### Task requirements
Whenever a line in the data holds the string "below", copy that line.
==== Material shown
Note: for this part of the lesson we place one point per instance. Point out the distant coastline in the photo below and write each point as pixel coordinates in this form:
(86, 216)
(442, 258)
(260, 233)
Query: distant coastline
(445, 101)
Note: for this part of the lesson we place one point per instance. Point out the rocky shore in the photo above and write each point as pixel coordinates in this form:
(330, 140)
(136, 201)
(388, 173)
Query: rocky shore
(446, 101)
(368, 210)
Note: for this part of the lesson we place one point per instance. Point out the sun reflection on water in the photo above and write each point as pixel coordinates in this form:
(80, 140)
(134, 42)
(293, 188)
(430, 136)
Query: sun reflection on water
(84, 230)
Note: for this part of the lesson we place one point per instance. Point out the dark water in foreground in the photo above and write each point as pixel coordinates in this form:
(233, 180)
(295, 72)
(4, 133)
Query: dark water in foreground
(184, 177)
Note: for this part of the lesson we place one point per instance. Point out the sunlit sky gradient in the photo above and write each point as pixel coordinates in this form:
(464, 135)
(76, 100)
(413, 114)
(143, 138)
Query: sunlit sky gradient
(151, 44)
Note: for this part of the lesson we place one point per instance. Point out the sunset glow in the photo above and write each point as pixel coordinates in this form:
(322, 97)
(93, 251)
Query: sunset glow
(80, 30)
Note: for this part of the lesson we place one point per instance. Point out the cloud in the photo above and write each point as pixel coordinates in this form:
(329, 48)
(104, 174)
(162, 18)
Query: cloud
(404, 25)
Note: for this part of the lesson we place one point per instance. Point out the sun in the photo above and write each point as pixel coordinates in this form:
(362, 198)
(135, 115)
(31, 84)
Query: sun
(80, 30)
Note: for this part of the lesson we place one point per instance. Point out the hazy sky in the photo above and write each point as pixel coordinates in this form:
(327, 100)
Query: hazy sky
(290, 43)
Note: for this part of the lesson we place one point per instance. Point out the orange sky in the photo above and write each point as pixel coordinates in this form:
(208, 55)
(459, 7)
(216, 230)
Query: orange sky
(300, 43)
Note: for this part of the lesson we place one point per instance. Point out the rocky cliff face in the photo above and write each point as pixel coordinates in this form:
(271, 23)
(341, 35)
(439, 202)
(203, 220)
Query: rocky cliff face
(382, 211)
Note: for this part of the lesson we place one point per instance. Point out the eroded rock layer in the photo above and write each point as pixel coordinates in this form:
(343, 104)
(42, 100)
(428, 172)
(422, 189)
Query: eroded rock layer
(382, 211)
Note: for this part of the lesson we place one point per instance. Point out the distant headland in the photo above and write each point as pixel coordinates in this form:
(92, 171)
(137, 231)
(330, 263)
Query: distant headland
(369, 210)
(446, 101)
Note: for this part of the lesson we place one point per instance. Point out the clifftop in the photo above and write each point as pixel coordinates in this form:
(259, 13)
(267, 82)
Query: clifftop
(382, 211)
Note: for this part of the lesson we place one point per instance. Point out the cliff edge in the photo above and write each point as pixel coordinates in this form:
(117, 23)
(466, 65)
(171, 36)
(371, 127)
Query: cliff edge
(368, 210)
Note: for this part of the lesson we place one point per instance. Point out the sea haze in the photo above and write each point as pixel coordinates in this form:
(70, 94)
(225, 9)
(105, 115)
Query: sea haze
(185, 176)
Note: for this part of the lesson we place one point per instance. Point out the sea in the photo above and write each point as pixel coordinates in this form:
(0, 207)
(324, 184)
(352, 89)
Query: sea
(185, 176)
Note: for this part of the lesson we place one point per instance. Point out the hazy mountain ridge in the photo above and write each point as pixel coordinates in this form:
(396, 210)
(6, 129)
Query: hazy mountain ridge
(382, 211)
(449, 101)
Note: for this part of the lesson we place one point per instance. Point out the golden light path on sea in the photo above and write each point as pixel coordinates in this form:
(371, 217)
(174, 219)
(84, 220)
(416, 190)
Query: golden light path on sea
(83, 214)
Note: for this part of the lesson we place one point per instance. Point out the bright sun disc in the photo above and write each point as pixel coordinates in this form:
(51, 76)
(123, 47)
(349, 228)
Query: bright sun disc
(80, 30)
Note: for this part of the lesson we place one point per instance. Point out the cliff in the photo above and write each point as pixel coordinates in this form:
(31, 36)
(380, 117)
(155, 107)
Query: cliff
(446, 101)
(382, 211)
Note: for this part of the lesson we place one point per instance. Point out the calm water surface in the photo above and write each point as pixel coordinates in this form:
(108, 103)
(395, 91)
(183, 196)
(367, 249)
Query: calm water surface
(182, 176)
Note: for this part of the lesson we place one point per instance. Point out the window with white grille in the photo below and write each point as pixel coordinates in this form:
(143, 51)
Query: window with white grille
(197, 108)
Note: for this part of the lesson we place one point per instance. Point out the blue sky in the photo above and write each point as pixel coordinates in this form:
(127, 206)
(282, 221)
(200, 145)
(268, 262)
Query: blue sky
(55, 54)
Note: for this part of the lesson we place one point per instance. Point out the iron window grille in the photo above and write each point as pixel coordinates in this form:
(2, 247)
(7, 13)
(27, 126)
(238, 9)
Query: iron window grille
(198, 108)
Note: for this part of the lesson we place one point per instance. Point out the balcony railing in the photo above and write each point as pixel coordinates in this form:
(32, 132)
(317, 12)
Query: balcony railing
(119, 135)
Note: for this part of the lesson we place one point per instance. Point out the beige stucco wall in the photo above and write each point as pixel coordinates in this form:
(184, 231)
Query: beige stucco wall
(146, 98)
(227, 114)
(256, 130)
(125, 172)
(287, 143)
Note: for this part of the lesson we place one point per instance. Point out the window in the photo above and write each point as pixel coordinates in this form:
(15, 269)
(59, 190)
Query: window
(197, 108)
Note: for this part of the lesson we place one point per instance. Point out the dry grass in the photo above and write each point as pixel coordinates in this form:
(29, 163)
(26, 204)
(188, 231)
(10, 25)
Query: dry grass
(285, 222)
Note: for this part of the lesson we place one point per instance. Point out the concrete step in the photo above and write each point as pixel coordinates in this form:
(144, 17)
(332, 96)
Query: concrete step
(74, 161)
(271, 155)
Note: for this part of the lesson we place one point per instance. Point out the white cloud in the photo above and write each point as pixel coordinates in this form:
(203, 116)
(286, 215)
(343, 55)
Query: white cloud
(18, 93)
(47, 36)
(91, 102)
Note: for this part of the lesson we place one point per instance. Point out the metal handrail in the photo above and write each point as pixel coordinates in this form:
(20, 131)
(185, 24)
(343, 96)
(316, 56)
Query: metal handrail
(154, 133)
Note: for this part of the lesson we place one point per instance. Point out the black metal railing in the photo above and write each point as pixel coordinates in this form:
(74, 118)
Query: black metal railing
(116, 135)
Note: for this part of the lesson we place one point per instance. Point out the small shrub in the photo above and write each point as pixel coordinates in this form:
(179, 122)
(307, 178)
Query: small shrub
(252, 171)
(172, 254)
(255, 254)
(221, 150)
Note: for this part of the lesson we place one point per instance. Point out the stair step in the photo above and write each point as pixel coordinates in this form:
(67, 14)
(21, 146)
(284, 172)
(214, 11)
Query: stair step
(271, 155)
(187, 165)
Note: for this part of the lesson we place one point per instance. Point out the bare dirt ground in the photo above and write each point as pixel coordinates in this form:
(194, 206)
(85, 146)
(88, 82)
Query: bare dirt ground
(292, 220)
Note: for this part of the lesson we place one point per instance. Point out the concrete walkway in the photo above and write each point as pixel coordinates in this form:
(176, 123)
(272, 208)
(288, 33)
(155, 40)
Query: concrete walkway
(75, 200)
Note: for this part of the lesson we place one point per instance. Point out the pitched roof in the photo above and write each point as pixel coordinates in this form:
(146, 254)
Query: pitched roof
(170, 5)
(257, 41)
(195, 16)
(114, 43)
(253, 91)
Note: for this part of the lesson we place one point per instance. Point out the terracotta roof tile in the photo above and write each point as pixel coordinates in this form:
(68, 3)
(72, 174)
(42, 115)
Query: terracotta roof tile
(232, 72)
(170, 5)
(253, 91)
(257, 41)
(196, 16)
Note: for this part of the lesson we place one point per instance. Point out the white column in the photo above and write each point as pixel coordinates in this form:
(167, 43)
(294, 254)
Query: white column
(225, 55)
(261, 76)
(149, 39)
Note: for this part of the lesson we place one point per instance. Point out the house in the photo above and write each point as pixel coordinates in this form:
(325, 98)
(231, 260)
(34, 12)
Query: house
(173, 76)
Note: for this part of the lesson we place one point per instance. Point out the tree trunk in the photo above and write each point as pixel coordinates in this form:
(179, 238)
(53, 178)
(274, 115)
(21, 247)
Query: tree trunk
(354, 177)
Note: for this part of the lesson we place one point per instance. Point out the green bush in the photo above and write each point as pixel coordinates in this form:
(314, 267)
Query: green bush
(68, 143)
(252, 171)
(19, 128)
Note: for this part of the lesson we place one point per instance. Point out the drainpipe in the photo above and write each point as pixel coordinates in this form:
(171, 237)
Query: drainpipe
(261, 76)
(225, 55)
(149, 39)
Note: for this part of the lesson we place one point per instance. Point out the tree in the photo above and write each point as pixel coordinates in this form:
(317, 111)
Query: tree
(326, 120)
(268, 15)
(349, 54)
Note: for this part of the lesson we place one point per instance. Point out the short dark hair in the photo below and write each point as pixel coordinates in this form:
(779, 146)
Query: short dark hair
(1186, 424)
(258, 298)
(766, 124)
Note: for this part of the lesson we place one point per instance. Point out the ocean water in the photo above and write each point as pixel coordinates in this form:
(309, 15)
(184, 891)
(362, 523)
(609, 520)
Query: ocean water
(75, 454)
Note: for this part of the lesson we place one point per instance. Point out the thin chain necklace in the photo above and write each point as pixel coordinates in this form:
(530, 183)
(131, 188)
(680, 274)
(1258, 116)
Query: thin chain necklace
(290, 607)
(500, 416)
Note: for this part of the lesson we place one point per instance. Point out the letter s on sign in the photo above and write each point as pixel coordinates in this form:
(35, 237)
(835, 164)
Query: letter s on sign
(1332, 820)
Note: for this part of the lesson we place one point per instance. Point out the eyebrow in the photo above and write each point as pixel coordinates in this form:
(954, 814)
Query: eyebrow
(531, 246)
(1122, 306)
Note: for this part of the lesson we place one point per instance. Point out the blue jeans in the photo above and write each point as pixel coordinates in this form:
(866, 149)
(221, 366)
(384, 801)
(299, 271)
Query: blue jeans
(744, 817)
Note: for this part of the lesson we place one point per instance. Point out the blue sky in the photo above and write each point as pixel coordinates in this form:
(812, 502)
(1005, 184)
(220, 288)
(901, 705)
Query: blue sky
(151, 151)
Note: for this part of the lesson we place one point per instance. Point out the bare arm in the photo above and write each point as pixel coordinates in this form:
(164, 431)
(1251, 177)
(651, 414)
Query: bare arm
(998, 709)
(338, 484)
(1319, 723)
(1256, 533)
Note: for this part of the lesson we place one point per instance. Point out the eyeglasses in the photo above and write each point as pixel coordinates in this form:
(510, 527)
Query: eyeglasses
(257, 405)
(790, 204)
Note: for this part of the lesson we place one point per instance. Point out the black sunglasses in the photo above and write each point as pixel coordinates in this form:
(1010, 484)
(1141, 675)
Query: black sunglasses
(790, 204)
========
### Worked solution
Note: for this part of the lesson we place one point per instance. Point out the distant coastline in the photo below and write each point as pixel coordinates in this form:
Note: for this part of the lesson we place one point per instance. Point out the window with white grille in the photo below and write each point as pixel coordinates in this form:
Note: for this part of the lesson we place one point per instance. Point out the short dark hair in the photo below and write each point as pixel coordinates in this form:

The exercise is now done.